• _Description of the task_
Repeat exactly the lines from the line containing "the black trousers" through the last line of the records below, inclusive, and nothing else.

─── Supplied records ───

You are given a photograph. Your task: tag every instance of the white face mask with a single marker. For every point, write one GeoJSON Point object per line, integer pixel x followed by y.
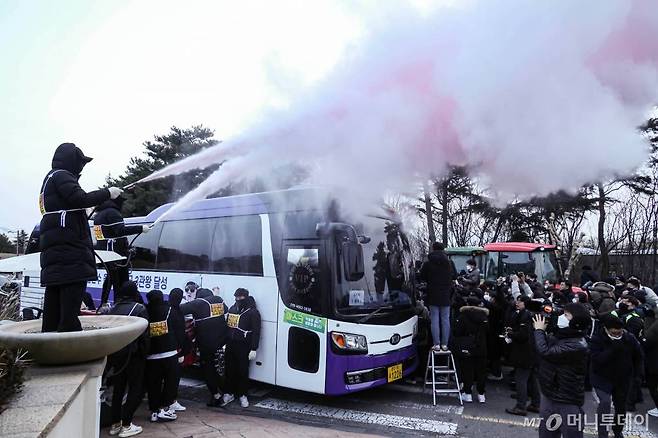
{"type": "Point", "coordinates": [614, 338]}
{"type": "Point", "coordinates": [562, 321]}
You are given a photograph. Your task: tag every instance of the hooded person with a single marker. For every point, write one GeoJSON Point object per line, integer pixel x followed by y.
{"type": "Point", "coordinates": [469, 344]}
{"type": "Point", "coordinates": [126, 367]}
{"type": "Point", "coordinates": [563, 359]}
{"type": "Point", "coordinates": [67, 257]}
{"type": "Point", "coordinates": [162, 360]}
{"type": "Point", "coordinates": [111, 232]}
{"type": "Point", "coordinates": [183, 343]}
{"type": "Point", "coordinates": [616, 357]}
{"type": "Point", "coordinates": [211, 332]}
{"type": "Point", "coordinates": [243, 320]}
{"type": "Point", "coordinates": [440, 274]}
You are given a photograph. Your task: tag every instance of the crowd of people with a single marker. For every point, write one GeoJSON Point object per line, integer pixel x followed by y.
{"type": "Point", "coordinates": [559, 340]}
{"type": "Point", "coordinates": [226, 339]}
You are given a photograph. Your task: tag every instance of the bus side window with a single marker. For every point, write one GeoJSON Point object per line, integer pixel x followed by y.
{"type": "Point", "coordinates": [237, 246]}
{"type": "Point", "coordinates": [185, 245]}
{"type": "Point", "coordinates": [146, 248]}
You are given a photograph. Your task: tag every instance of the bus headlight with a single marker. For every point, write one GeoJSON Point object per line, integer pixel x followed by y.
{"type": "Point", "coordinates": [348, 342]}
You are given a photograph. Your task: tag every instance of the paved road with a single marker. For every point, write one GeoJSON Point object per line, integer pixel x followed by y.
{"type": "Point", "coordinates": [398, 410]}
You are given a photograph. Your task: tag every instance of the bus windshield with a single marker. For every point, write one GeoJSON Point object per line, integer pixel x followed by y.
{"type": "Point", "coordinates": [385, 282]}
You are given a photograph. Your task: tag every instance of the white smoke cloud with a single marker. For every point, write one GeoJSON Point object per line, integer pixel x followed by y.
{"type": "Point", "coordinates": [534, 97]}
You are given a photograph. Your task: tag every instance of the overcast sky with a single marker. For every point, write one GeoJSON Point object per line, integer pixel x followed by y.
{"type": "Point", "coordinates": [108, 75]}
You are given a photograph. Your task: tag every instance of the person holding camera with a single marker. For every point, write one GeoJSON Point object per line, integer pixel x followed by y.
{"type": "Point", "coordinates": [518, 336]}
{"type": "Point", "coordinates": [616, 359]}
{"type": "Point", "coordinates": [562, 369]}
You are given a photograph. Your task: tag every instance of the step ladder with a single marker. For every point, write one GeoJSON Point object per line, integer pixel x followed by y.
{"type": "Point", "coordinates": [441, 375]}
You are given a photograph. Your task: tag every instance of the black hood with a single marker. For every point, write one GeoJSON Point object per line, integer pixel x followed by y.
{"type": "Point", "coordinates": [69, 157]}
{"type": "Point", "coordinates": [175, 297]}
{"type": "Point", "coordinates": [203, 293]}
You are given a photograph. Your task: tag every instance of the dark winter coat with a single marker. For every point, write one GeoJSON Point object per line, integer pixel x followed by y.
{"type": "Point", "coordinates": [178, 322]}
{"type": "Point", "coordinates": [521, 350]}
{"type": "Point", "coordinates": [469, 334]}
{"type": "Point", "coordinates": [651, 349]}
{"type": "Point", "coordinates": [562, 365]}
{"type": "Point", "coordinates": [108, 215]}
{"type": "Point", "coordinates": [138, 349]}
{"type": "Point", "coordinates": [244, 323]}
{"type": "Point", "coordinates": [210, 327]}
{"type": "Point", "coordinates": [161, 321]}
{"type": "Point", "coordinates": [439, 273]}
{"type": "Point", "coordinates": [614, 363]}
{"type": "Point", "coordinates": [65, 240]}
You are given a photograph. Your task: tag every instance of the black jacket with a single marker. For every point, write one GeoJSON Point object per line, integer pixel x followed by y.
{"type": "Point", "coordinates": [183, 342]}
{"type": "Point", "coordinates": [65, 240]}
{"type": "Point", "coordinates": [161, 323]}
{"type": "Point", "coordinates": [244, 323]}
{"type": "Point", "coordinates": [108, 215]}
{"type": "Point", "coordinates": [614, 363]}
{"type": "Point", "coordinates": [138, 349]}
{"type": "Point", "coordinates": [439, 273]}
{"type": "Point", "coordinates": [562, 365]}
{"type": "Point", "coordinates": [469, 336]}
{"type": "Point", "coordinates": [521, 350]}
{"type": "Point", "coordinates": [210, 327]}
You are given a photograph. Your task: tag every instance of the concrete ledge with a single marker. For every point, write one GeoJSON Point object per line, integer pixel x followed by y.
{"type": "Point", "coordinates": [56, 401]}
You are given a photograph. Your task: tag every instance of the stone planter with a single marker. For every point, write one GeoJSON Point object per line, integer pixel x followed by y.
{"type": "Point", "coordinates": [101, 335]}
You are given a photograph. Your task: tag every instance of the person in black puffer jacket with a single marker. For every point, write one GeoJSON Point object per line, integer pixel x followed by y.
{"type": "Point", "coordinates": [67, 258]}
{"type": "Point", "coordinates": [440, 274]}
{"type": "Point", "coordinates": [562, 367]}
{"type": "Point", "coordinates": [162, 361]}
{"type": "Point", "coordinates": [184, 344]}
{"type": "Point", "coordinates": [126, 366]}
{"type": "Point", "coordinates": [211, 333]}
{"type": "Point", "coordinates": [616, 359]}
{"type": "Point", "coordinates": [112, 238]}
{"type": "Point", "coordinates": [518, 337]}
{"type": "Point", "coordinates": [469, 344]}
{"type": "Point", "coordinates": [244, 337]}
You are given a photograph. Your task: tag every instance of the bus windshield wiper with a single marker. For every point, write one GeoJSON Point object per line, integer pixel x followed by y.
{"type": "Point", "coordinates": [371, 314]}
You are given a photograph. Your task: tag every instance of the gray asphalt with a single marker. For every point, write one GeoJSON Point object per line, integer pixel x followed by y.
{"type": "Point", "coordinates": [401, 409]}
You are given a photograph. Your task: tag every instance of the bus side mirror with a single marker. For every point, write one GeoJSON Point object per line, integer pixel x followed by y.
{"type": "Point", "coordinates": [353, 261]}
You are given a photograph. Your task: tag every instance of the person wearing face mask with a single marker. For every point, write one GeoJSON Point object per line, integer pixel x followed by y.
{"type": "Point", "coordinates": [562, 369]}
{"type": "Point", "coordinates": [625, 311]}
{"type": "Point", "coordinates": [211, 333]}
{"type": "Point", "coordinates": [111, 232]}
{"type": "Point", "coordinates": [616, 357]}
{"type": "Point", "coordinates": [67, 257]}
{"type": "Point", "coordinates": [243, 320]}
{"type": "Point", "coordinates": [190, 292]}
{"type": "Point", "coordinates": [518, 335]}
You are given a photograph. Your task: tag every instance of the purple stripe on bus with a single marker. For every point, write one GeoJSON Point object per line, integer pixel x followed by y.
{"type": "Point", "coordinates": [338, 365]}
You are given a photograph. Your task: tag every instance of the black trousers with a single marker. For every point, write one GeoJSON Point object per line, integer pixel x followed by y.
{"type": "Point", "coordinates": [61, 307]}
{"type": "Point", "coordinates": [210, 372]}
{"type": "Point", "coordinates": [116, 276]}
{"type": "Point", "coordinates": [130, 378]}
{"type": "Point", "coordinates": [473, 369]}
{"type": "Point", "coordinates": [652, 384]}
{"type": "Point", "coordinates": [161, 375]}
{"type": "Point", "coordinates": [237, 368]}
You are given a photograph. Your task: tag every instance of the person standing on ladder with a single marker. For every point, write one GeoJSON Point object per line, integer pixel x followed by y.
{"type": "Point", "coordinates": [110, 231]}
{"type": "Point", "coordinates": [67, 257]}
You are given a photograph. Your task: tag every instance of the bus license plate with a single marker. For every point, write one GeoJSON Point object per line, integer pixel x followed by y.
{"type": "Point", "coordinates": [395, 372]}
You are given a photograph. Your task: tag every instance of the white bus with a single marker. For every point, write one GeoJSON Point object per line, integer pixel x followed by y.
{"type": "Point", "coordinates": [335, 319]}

───

• _Exercise answer_
You are given a photograph. Your task: tag every instance of the black trousers with a single marker. For every point, write one GeoJSON Point object per line, integer pixel x followed by y.
{"type": "Point", "coordinates": [61, 307]}
{"type": "Point", "coordinates": [210, 372]}
{"type": "Point", "coordinates": [116, 276]}
{"type": "Point", "coordinates": [130, 378]}
{"type": "Point", "coordinates": [473, 369]}
{"type": "Point", "coordinates": [652, 384]}
{"type": "Point", "coordinates": [161, 375]}
{"type": "Point", "coordinates": [237, 368]}
You are given a photograph. Your task: tag every instance of the person standing on ladder with a single marker. For every point, write one GeoJSON Point object per line, integer pixel x followed by y.
{"type": "Point", "coordinates": [110, 231]}
{"type": "Point", "coordinates": [67, 257]}
You are given a photograph. Your task: tag every instance of the bus license plate with a single marker. For every point, write one GeoJSON Point object per line, integer pixel x followed by y.
{"type": "Point", "coordinates": [395, 372]}
You are given a photograph. Your task: tag every instance of the white bus with a single marker. For every point, write one GeoJSON Point object per line, integer pixel x followed by y.
{"type": "Point", "coordinates": [335, 319]}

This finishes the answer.